*** Given entries
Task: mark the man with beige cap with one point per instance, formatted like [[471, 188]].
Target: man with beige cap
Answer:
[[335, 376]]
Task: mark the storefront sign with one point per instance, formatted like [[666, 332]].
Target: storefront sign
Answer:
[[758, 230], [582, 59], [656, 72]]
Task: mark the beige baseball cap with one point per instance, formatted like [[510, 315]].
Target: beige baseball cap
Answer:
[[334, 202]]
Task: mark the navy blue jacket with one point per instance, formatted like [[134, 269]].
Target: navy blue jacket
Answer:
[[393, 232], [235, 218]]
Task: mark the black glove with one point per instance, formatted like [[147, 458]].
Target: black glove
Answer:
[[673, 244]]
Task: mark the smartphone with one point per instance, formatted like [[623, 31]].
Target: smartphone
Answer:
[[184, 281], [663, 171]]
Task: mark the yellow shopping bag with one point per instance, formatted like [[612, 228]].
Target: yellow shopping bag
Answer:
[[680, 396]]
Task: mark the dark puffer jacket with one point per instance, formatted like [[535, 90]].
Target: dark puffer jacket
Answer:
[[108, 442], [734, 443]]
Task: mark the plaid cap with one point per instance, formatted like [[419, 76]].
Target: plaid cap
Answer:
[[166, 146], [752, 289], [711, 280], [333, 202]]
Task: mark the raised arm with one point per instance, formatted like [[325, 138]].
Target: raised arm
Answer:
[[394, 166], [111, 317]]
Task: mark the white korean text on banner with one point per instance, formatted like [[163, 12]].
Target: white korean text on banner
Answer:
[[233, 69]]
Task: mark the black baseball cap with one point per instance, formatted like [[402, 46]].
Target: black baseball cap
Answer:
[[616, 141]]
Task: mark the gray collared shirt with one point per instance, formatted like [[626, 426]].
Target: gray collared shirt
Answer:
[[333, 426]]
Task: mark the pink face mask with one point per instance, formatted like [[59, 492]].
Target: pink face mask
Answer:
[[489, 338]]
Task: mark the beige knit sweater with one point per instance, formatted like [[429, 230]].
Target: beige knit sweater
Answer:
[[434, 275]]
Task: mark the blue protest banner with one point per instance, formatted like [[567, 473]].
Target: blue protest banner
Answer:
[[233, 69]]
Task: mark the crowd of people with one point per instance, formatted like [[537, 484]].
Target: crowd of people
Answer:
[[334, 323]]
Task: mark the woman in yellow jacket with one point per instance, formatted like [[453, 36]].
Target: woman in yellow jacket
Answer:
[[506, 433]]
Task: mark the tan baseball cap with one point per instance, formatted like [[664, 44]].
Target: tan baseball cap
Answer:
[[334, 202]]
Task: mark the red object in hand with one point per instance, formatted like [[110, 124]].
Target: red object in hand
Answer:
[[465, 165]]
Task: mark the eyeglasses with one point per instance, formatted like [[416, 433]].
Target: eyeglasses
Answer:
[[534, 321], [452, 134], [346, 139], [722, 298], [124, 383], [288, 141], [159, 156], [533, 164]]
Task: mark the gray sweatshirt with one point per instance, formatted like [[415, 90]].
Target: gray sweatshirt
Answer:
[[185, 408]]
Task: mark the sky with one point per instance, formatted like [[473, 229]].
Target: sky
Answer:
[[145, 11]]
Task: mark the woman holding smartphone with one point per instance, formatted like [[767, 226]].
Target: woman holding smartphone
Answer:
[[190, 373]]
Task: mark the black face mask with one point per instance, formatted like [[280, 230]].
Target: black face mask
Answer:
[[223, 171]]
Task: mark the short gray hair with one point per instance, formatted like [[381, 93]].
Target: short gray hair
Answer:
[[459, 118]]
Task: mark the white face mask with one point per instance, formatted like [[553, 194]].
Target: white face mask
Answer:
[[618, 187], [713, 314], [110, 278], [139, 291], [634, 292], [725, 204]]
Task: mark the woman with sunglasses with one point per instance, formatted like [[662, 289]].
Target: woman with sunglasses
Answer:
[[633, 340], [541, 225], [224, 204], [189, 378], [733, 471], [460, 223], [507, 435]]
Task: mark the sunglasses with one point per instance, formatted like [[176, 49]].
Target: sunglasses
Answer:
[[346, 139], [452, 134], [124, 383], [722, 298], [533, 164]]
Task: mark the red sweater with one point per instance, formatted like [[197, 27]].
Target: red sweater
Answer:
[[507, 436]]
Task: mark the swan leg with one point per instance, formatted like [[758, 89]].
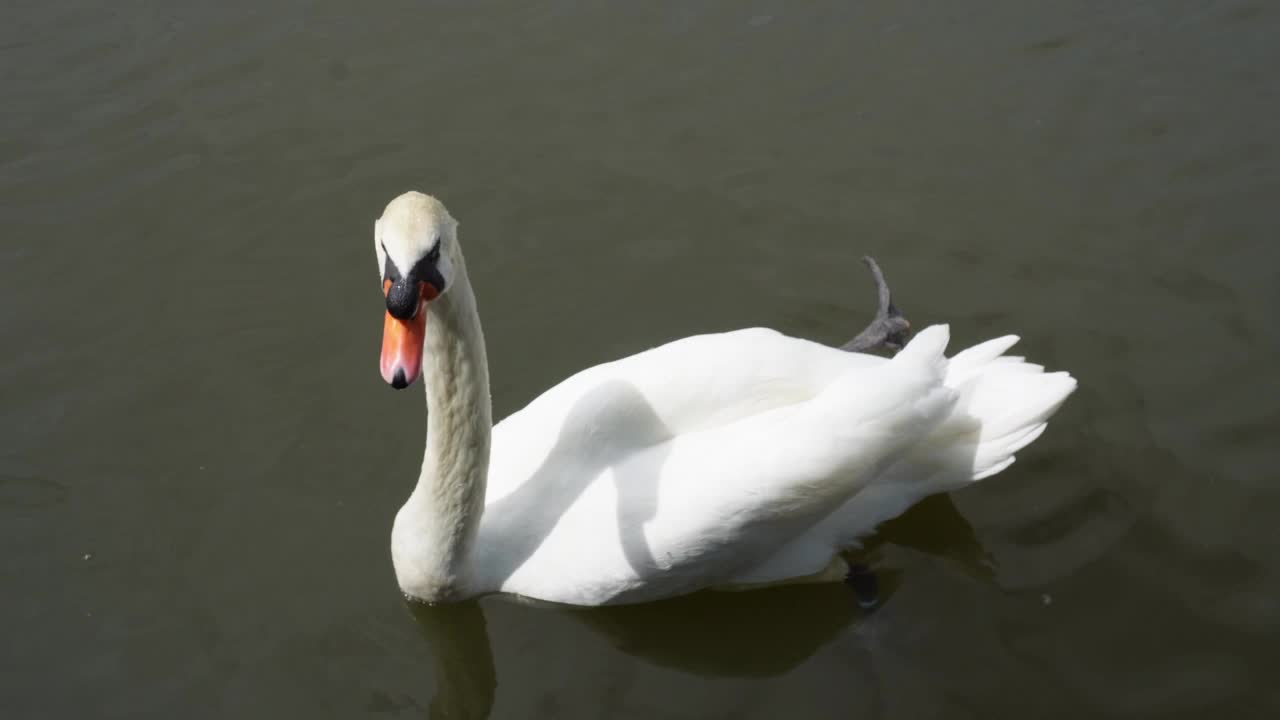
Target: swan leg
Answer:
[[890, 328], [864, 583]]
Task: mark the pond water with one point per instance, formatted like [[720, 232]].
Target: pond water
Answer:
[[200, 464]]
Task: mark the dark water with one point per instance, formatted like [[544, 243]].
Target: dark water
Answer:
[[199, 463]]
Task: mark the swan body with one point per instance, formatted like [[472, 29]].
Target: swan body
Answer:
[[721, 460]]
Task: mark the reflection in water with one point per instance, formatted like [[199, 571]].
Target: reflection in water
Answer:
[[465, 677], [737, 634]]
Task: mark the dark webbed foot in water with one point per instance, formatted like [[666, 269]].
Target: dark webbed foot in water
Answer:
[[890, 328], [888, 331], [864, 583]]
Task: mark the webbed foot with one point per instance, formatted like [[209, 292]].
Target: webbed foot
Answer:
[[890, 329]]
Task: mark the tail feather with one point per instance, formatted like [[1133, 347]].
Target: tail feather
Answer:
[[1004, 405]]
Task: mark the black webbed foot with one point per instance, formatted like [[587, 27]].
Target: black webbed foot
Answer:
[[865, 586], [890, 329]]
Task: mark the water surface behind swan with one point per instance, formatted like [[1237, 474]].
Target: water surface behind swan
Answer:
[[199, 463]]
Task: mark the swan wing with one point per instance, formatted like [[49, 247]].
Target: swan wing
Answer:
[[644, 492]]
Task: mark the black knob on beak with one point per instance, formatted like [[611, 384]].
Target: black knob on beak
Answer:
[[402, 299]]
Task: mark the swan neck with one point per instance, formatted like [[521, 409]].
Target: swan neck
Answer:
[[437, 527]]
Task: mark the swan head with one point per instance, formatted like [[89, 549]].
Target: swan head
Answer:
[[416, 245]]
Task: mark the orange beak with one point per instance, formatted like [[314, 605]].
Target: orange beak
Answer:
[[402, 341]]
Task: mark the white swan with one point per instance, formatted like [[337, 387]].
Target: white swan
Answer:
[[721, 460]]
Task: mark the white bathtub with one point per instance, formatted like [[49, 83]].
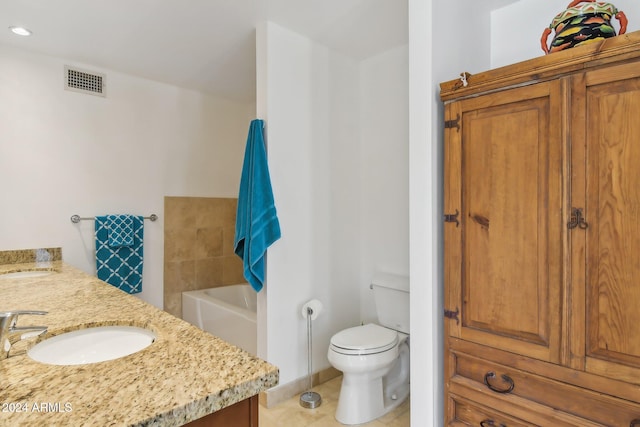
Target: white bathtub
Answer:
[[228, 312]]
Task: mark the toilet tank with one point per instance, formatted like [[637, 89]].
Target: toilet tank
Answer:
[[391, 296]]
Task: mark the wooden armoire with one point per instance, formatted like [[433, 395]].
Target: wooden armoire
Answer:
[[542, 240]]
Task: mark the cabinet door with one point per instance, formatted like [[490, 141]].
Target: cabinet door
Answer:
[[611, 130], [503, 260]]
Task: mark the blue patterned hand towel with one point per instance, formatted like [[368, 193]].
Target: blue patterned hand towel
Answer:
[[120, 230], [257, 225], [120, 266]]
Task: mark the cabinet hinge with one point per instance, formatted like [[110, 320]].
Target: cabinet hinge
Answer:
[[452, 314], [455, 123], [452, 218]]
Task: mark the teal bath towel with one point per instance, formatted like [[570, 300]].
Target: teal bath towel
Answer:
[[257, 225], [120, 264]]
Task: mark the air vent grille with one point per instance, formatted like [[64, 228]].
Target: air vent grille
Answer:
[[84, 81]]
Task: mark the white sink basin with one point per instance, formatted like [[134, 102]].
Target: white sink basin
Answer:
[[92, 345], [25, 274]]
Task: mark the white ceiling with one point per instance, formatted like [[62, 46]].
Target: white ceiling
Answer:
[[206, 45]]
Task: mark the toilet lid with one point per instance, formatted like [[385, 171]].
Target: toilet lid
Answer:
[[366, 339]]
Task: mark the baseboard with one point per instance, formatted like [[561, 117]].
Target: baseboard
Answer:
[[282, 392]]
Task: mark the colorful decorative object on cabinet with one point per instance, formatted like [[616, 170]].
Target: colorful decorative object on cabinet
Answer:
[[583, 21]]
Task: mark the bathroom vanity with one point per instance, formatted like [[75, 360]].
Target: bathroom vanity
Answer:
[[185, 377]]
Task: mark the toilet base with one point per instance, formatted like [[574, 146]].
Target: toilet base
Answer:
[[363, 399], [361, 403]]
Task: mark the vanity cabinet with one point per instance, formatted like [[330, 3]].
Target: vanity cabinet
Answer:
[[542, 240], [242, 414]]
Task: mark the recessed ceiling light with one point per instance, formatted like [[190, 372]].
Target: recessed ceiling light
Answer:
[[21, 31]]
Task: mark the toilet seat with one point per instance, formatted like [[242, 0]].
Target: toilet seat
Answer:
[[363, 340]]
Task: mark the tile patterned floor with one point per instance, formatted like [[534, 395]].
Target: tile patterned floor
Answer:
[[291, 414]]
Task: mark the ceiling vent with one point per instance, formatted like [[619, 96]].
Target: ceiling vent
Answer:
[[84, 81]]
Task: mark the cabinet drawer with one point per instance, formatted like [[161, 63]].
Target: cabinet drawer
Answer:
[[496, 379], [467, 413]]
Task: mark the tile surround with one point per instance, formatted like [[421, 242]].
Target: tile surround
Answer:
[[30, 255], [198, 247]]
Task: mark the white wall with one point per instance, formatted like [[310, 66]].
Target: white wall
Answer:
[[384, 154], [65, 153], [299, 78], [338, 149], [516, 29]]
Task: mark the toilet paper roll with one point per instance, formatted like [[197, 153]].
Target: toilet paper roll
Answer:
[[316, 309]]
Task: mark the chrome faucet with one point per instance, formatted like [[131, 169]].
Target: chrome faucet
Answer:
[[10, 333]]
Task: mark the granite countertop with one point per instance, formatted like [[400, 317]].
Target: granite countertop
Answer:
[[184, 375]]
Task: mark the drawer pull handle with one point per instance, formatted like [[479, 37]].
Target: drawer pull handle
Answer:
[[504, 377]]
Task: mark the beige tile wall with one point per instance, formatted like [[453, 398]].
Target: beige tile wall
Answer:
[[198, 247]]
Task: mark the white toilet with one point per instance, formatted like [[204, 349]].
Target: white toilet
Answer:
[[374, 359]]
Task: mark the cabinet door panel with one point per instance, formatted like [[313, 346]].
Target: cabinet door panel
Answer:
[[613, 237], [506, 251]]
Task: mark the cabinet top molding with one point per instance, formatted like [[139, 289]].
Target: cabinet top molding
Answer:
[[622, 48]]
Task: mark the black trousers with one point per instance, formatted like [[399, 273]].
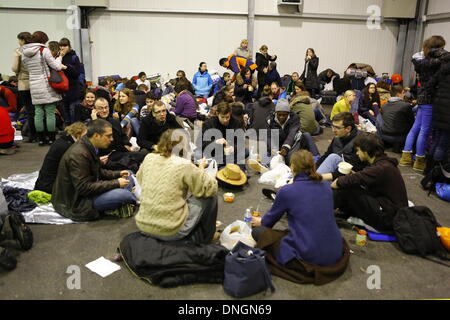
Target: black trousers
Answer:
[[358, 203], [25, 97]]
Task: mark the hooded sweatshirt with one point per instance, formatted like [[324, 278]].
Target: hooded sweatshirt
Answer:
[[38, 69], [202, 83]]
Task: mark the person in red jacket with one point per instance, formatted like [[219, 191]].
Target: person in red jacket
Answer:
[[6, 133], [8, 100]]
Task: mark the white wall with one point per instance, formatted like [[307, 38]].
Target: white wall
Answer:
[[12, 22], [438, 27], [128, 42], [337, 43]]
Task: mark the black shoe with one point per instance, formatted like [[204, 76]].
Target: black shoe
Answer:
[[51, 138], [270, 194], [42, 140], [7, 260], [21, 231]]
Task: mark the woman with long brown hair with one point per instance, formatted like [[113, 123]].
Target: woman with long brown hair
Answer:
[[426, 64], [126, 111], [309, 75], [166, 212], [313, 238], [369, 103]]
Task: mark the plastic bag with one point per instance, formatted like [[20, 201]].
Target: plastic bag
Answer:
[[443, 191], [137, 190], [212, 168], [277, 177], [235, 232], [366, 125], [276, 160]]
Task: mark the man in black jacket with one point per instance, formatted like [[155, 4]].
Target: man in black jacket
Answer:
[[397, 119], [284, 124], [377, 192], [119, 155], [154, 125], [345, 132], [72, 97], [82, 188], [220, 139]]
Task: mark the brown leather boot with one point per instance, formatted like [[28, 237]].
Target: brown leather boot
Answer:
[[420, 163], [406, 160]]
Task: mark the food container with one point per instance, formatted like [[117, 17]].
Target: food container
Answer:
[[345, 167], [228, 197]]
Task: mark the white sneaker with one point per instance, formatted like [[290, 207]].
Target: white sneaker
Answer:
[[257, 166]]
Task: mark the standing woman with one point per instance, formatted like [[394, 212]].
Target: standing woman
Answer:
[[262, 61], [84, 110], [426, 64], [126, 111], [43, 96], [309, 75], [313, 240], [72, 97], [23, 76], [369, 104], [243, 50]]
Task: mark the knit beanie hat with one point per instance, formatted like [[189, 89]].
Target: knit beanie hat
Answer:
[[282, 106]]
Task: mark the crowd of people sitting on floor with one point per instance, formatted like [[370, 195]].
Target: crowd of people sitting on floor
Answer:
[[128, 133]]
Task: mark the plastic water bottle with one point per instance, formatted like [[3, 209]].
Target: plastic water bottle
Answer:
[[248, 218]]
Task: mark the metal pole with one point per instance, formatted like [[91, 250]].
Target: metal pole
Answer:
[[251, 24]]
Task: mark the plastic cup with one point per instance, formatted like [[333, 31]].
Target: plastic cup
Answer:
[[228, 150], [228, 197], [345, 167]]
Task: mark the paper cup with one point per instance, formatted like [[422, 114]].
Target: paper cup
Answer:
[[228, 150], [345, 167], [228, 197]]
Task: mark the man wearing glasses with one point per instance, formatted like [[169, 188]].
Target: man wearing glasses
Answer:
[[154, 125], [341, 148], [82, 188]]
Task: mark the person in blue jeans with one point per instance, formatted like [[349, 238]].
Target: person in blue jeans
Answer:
******
**Short problem**
Rewrite the lines from the line containing "Task: mark the standing" to the line containing "[[282, 106]]" as a Markdown table with the columns Row and Line, one row per line and blank lines omitted.

**Finished answer**
| Row | Line |
|---|---|
| 1 | Task: mark the standing woman with one point per instance, formatted like [[394, 212]]. |
| 2 | Target: standing woman |
| 3 | Answer: |
| 4 | [[262, 61], [84, 110], [426, 64], [126, 111], [43, 96], [309, 75], [313, 240], [72, 97], [23, 76], [369, 104], [243, 50]] |
| 5 | Task: mark the knit beanie hat with one point per instance, formatted like [[189, 89]]. |
| 6 | Target: knit beanie hat |
| 7 | Answer: |
| 8 | [[282, 106]] |